━━ SOURCE EXTRACT ━━

There was a time when Texas stood for more than can be expressed in words. It was a symbol of everything that was good about the American West and perhaps even of the United States itself. Texas was a state of mind, a place where men stood on their own two feet without whining to the government for help, where men a little larger than life came face to face with death and destiny. This was the land of the Alamo and San Jacinto, a place where a small army of Texans overwhelmingly defeated Santa Anna and a superior Mexican force. It was a land that produced men such as Sam Houston who, in his old age, began writing “I” instead of “S” in his first name, thereby signing himself, “I am Houston.” It was a land of Texas Rangers, men whose motto was “One riot, one Ranger.”
Across the years since my youth, I have watched with fascination as the mythic, symbolic Texas was used to promote everything from automobiles to cigarettes, and I have gradually come to the conclusion that Texas will be for the 1990’s what California has been for the previous three decades—the land where new trends begin and the birthplace of new cultural fads.
The election of 1988 certainly showed that the state where Eisenhower was born and that produced Lyndon Johnson has become popular politically. The Republicans nominated George Bush, an adopted Texan, while the Democrats sought to hold the South with Lloyd Bentson’s nomination for Vice-President.
Prior to December of 1987 and my retirement, my wife and I had decided to retire in Texas. We thought we would like Waco, a city that appealed to us as a place where we could decline, hopefully with some grace, toward the grave. I had been gone 25 years from my native state as I followed an academic career that took me from Texas to Arizona to Oklahoma to Tennessee and back to Oklahoma. (My friends say I have been a mendicant scholar.)
I will admit to intense patriotic feelings for the Lone Star State as we crossed the Red River headed for Waco. Texas history is drilled into youngsters in the 4th, 7th, and 11th grades, and with Sir Walter Scott I could say, “This is my own, my native land!”
The physical change wrought by 25 years were obvious everywhere, especially in Fort Worth and Dallas, both of which I had known well as a youngster. It was apparent that contractors had half succeeded in their goal of covering everything in the so-called Metroplex with concrete or asphalt highways. And if, as Samuel Johnson noted, “Patriotism is the last refuge of a scoundrel,” it is the first refuge of Texas car dealers; every one of them flying a Lone Star flag half as big as a football field.

━━━

● WHAT TO PRODUCE
Proceed with the passage on returning to Texas, starting after its final sentence about the car dealers and their Lone Star flags.

━━ STORED ROWS ━━

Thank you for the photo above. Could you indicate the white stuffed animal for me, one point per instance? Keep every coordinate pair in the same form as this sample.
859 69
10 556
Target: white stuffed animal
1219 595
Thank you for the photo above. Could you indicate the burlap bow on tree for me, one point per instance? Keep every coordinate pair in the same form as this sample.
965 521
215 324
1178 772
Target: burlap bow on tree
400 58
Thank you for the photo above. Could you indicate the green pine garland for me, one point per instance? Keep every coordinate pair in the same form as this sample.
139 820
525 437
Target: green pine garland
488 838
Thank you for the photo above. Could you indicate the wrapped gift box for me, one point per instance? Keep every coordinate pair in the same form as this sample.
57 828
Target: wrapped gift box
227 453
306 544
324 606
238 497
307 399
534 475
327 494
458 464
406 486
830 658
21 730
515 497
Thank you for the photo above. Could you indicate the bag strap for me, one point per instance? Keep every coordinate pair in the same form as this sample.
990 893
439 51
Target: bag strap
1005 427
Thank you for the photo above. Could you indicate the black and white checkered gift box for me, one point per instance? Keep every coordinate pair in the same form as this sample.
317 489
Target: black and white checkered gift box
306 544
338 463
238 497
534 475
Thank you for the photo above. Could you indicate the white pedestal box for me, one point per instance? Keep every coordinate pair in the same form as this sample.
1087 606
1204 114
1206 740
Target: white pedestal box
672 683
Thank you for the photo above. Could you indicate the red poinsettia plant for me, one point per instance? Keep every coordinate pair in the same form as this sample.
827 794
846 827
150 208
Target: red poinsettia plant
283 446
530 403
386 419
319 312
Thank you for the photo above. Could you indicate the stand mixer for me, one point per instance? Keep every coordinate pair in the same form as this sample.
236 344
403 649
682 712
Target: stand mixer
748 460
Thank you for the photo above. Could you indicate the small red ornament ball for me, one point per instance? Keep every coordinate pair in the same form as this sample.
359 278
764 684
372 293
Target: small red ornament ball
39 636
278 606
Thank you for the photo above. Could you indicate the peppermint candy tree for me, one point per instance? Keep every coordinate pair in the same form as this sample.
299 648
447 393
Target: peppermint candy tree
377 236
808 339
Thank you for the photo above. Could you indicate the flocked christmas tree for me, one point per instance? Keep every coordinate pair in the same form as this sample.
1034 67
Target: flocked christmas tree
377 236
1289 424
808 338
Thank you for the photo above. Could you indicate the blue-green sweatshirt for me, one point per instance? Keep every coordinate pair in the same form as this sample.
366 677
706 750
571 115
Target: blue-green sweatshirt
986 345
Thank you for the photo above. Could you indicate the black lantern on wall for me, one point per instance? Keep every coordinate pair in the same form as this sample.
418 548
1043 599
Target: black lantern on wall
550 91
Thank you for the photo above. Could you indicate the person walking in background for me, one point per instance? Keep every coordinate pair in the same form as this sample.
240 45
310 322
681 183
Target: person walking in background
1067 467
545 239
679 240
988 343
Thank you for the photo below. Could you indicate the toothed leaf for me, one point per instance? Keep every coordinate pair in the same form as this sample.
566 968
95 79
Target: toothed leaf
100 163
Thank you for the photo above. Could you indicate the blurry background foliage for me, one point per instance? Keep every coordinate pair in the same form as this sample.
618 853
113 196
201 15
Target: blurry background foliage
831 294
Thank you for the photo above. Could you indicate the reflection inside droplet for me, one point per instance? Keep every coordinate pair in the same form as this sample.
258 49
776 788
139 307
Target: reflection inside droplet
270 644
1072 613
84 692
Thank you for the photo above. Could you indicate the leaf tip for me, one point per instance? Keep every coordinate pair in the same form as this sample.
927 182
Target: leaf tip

━━━

● EXERCISE RESPONSE
On to Waco we went. I long had been aware that Waco has an image problem. One Dallas radio station reportedly ran a contest in which the first prize was a week in Waco, and the second prize was two weeks in Waco. There are those who make snide comments that Waco, as the home of Baylor University, is the “Baptist Vatican,” while others call it “The Baptist Heaven on the Brazos.”
Not anxious to rush into something so major as buying a house, my wife and I rented an apartment for three months and began sizing up the place where we intended to spend what the media people love to call our “golden years.” For us the weather seemed gloriously warm for the middle of winter, and we delighted in what locally are known as “Yankee-bashing commercials.” Texas is a market so large that commercials are made especially for the state by car manufacturers and beer makers, and several of these poke fun at the Yankees who have inundated the state in the last several years.
About two weeks after my arrival in the city, during which we kept congratulating ourselves on our choice, my mirror told me the time had come for a haircut. Thereby began my disillusionment with the Texas of the late 1980’s.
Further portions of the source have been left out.